## Objectifs:
[A] D'après le texte sur l'eSport, à quel événement sait-on déjà que l'eSport ne figurera pas ?
[B] Pourriez-vous modifier le passage du texte sur l'eSport allant de « Partout, dans le » à « véritable pratique incontournable. » en remplaçant « Paris 2024 » par « Los Angeles 2028 » ?

━━ Texte fourni

Partout, dans le milieu du sport, de l’eSport et du gaming en général, les avis sont tranchés et motivés. On le sait déjà : ce ne sera pas pour Paris 2024 mais nul doute que d’autres événements “en marge” viendront réaffirmer l’eSport comme une véritable pratique incontournable.

Je suis fan d’eSport, fan de jeux vidéo évidemment mais également grand fan de sport. Je suis aussi assidûment la LCK que les épreuves d’escrime à Tokyo. J’ai vécu autant, si ce n’est plus, d’émotions à une finale des Worlds de League of Legends qu’à une finale olympique. Mais si l’eSport est une vraie discipline à mes yeux, je ne souhaite pas qu’il soit intégré aux Jeux olympiques. Je vais vous expliquer pourquoi.

━━━━
━━ Extraits de données

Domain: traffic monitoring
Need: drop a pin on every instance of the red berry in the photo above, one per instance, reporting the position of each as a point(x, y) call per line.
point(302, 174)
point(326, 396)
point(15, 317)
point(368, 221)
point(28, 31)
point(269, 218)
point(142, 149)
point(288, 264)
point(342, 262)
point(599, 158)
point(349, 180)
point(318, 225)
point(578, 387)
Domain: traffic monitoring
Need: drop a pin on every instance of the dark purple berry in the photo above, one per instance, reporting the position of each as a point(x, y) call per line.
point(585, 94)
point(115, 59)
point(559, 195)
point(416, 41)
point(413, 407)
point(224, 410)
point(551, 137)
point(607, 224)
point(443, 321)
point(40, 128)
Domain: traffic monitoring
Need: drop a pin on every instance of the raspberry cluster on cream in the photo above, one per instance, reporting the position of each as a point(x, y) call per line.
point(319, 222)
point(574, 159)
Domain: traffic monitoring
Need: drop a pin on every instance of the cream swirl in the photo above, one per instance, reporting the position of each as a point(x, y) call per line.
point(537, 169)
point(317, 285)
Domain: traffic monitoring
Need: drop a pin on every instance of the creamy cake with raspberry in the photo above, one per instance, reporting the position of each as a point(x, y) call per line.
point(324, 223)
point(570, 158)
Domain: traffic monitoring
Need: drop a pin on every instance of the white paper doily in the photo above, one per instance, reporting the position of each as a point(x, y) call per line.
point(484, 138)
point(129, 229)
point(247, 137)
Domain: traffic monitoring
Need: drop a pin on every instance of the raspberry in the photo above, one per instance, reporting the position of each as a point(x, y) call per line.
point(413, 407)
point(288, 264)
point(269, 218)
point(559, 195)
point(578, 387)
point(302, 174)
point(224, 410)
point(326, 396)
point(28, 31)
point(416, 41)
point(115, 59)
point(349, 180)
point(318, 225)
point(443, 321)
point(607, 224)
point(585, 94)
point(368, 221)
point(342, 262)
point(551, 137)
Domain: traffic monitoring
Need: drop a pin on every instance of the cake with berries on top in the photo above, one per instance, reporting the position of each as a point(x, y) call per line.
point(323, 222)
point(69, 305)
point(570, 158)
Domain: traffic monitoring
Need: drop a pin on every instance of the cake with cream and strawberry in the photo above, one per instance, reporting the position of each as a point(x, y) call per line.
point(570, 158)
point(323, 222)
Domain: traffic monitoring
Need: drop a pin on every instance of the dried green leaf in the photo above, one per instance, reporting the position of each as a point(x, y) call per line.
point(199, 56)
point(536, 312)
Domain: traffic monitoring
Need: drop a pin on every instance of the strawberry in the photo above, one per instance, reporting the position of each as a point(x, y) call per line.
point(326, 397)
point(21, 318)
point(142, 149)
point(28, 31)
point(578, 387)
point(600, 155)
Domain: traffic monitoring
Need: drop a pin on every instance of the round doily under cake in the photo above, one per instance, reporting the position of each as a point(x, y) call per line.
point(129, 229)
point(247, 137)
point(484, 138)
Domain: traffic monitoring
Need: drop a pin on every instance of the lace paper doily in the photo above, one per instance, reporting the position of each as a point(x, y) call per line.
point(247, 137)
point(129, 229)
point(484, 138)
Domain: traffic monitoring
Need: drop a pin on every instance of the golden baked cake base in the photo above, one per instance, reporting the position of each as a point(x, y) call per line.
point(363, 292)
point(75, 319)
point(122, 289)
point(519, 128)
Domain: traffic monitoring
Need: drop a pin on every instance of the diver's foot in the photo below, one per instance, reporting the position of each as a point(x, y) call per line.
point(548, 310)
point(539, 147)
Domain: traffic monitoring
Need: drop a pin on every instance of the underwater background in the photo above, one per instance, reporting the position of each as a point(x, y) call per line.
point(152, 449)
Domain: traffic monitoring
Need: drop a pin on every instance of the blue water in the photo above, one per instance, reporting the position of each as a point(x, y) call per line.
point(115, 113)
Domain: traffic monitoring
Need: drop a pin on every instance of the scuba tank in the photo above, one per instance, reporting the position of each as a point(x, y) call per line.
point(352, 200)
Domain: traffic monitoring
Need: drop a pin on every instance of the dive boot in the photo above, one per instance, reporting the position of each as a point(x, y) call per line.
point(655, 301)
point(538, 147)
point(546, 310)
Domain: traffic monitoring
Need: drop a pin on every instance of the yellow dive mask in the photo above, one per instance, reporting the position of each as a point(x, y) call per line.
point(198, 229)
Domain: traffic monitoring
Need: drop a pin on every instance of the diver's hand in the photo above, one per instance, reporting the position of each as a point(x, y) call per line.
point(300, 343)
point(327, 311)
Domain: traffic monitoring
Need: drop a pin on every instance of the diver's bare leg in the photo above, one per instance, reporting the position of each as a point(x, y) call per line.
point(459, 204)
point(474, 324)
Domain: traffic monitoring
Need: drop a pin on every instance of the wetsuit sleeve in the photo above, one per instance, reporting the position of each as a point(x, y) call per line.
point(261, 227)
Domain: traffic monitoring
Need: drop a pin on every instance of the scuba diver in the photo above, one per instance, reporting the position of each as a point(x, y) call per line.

━━━━

## Réponses:
[A] Paris 2024.

[B]
Partout, dans le milieu du sport, de l’eSport et du gaming en général, les avis sont tranchés et motivés. On le sait déjà : ce ne sera pas pour Los Angeles 2028 mais nul doute que d’autres événements “en marge” viendront réaffirmer l’eSport comme une véritable pratique incontournable.